## TASKS FOR THIS EXERCISE:
**1)** In the news article about Kei Komuro's visit to Princess Mako's parents, which law school did Komuro attend in New York?
**2)** From the news article about Kei Komuro's visit to Princess Mako's parents, extract the part that opens with the words containing "The princess, who" and closes with "marriage is registered.".
**3)** Write what comes next in the news article about Kei Komuro's visit to Princess Mako's parents, picking up after its final sentence.

## PASSAGE PROVIDED:
==========
Ahead of their marriage later this month, Princess Mako’s boyfriend, Kei Komuro, met with her parents Monday during a visit to their imperial residence within the Akasaka Estate, as the couple reunited for the first time in more than three years.
Komuro, 30, is believed to have explained to Crown Prince Akishino and Crown Princess Kiko his response to an unresolved financial dispute involving his mother that led to his marriage to the princess being postponed for nearly three years.
The princess’s university sweetheart came back to Japan last month from the United States, where he has been working at a law firm since graduating from law school. He is believed to have told Princess Mako’s parents about his life in New York, where the two are planning to settle after their marriage on Oct. 26.
Earlier in the morning, Komuro left his mother’s house near Tokyo in a suit and a necktie and bowed to the media waiting outside. A ponytail he had sported after his return from the United States, creating a media frenzy, had been cut off.
Around 60 media personnel waited for Komuro’s arrival at the entrance of the Akasaka Estate, while at least one helicopter belonging to a news organization was seen flying above to record the situation.
Some passersby also stopped to catch a glimpse of Komuro, taking pictures using their smartphones.
Chief Cabinet Secretary Hirokazu Matsuno expressed the government’s congratulations on the couple’s upcoming marriage, saying at a news conference, “We extend our sincere wishes for many more years of happiness and greater prosperity to the imperial family.”
The trouble between his mother and her former fiance over ¥4 million ($35,000), including money spent on Komuro’s education, has stirred public controversy and dampened the celebratory mood around the couple’s impending marriage in Japan.
Komuro returned to Japan in late September for the first time since leaving for New York in August 2018 to study at Fordham University’s law school. He graduated with a Juris Doctor degree in May this year.
An Imperial Household Agency official will submit legal papers to register the couple’s marriage on Oct. 26 on behalf of Princess Mako, 29, a niece of Emperor Naruhito, and Komuro. The two are scheduled to hold a joint news conference later that day at a Tokyo hotel.
The princess, who will lose her royal status after marrying her commoner boyfriend, will move out of the Akasaka Estate on the same day, after the marriage is registered.
Amid public unease over the marriage due to the money dispute on the Komuro family side, the traditional ceremonies associated with royal family members’ weddings such as Choken no Gi, an official meeting with the emperor and the empress prior to marriage, will not be held.
==========
## DATA FOR REVIEW:
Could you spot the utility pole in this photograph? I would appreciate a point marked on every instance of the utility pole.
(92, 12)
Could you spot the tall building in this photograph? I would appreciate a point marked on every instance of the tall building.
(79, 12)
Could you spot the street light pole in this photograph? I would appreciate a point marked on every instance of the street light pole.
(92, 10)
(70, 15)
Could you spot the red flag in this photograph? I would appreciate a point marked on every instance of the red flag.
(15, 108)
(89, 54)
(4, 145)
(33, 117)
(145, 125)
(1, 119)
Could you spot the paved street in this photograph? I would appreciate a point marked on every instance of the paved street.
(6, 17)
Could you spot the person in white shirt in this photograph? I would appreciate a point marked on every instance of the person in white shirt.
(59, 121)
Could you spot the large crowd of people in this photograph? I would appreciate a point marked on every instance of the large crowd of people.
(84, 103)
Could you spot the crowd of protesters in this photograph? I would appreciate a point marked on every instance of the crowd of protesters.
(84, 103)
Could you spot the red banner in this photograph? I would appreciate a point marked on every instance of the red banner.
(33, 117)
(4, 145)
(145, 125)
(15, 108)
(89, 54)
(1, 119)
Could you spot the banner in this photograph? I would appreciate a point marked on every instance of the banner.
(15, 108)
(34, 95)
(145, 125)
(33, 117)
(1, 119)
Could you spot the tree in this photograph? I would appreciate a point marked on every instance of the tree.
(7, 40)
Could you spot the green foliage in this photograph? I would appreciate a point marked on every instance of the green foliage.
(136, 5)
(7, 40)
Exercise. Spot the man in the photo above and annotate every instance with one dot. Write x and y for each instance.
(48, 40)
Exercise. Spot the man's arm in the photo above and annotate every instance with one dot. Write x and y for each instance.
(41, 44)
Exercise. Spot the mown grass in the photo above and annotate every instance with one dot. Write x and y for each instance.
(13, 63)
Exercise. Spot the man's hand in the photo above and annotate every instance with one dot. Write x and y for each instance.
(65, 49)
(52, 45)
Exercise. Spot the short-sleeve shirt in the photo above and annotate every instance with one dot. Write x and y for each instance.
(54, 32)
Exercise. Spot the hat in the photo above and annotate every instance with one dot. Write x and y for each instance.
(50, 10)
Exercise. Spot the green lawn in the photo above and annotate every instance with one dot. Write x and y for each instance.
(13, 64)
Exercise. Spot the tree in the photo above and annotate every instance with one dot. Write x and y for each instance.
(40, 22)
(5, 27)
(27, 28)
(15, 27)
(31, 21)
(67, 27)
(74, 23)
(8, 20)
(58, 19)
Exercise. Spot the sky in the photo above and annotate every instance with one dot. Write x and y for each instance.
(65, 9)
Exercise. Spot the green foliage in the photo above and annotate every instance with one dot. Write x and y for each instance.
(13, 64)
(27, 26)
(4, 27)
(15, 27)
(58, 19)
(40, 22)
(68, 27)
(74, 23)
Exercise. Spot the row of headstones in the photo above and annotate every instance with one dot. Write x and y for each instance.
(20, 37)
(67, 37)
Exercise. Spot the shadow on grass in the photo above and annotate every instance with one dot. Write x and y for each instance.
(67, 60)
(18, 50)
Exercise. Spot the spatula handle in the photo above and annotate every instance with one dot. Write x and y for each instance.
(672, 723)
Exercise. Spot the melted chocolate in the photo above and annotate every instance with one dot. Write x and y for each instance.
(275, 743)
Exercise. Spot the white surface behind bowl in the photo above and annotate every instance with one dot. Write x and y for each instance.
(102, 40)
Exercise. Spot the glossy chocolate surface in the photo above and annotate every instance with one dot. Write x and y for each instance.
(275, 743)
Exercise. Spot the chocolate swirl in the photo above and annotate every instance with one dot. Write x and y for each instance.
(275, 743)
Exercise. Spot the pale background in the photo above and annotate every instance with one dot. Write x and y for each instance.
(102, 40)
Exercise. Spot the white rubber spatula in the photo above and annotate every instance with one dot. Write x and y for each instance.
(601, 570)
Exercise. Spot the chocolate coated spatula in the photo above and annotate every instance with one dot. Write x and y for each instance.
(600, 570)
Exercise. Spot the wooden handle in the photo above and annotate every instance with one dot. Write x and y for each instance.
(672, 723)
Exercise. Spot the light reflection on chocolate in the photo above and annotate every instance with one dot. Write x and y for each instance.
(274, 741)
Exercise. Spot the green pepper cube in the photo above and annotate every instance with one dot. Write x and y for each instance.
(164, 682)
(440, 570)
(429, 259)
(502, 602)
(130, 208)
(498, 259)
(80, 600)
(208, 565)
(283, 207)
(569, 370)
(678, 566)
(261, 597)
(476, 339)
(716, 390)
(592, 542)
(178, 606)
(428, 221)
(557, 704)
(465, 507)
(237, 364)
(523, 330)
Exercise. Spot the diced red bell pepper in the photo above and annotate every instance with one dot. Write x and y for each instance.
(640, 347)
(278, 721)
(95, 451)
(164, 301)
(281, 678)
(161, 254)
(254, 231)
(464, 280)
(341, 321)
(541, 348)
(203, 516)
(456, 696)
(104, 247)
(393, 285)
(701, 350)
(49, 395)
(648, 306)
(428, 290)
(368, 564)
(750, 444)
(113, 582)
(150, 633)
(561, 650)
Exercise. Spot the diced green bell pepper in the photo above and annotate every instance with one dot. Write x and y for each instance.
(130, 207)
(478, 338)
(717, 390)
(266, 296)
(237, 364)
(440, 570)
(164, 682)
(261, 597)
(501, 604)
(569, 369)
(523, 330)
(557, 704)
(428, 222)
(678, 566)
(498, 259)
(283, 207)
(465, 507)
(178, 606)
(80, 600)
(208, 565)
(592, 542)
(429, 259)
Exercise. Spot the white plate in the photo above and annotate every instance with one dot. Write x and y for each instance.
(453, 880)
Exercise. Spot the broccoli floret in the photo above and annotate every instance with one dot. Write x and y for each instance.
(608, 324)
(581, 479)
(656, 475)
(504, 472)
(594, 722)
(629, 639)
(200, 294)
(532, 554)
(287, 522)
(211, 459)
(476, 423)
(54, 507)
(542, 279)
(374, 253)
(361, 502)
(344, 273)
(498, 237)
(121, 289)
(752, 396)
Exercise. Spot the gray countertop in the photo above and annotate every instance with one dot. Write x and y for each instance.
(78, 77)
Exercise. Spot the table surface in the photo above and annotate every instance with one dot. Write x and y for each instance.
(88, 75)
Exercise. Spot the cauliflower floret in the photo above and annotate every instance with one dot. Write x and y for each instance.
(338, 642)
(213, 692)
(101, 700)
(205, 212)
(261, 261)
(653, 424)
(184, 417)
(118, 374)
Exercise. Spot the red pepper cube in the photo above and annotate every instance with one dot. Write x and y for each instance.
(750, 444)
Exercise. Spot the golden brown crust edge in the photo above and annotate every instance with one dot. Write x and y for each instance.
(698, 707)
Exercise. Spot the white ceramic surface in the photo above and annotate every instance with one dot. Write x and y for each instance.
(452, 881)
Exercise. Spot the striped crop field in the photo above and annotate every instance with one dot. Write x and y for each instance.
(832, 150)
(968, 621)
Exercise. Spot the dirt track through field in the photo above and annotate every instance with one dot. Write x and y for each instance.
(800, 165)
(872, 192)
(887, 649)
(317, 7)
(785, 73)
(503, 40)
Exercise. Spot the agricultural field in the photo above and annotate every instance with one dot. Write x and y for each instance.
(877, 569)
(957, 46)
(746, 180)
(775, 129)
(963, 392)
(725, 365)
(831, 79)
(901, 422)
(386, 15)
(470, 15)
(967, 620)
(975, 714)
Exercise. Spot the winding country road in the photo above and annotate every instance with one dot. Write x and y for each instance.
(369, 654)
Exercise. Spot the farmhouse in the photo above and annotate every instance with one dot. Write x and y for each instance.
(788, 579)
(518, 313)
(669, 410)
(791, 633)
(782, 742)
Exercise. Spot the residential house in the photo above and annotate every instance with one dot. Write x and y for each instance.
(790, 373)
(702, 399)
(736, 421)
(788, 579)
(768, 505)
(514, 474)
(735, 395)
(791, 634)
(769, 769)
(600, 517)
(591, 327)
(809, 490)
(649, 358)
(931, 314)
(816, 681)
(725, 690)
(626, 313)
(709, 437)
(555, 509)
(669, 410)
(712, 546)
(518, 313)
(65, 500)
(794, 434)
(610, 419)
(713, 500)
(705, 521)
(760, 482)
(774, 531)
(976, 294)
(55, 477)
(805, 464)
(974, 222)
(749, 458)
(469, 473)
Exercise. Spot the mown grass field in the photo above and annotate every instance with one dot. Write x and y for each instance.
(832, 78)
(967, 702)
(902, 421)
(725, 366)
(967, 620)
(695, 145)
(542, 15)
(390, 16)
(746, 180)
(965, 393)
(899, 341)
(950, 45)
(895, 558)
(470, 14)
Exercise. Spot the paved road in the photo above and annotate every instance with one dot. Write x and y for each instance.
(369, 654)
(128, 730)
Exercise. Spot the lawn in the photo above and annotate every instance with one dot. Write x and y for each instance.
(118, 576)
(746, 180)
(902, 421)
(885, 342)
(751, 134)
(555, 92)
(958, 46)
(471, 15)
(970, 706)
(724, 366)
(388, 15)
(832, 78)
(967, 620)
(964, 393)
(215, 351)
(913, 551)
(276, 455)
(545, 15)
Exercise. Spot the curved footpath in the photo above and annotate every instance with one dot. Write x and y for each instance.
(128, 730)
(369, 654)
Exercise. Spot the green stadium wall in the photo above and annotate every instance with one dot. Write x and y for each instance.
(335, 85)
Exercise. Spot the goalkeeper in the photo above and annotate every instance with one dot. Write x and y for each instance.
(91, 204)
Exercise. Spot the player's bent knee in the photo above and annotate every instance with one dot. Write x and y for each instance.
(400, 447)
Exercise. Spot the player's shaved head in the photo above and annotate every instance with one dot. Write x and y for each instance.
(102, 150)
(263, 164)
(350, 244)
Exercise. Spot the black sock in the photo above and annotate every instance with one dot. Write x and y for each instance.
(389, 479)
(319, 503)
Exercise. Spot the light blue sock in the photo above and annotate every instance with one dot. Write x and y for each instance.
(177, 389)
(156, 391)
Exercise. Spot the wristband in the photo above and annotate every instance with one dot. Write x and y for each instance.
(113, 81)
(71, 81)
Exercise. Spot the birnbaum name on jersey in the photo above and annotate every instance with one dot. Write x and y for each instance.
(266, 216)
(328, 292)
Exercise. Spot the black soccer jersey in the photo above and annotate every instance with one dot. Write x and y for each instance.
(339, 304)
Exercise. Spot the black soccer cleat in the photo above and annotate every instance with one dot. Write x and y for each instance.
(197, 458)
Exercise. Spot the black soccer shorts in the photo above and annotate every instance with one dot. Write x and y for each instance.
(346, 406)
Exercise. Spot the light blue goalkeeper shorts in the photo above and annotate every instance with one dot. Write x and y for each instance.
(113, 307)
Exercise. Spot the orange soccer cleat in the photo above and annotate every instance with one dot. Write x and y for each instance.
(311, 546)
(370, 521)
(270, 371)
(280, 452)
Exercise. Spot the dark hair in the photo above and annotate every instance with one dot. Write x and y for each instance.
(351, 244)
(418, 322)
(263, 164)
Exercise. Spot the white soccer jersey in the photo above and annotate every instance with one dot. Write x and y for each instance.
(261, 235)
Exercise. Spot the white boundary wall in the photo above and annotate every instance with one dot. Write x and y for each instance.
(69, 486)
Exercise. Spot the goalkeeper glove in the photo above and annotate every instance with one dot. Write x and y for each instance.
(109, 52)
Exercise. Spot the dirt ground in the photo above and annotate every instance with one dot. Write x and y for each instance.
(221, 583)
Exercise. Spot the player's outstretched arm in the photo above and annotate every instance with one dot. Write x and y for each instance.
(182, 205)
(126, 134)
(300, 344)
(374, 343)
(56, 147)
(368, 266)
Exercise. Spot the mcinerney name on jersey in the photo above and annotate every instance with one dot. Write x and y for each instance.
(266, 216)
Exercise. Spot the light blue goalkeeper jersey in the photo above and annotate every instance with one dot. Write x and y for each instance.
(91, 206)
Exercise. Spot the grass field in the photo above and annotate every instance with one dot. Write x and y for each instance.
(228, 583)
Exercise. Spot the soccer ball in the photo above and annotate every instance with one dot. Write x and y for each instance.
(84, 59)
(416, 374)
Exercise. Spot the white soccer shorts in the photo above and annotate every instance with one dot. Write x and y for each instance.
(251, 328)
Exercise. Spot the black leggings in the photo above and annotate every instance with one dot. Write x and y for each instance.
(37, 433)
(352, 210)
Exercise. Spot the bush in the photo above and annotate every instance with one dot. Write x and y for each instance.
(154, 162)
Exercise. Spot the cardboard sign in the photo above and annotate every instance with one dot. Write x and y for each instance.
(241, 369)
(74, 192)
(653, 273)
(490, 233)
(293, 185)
==========
## SET OF ANSWERS:
**1)** Fordham University's law school

**2)**
The princess, who will lose her royal status after marrying her commoner boyfriend, will move out of the Akasaka Estate on the same day, after the marriage is registered.

**3)**
While female imperial family members traditionally receive a lump-sum payment of up to around ¥150 million in taxpayers’ money upon their departure from the household, the agency said it has accepted Princess Mako’s request not to receive such a payment.
The unprecedented decisions come as the crown prince maintains the view that the marriage is not supported by many Japanese and therefore the traditional ceremonies cannot be held.
In lieu of the rites, the princess will meet with Emperor Naruhito and his wife, Empress Masako, at the Imperial Palace next Friday, as well as with her grandparents — former Emperor Akihito and former Empress Michiko — on Oct. 25, according to the agency.
On Oct. 26, the couple plan to face the press for the first time in about four years since the Komuro family money issue came to light.
Komuro and the princess were unofficially engaged in September 2017, with their wedding initially scheduled for Nov. 4, 2018, but the agency announced in February the same year the postponement of ritual ceremonies following reports detailing the financial trouble between Komuro’s mother and the former fiance.
The agency revealed earlier this month that the princess has been diagnosed with complex post-traumatic stress disorder caused by what she described as psychological abuse the couple and their families had received.
Complex PTSD develops in response to prolonged and repeated experience of trauma, including verbal abuse and cyberbullying, according to Tsuyoshi Akiyama, a psychiatrist who diagnosed the princess. The couple has often been subjected to derogatory comments on social media.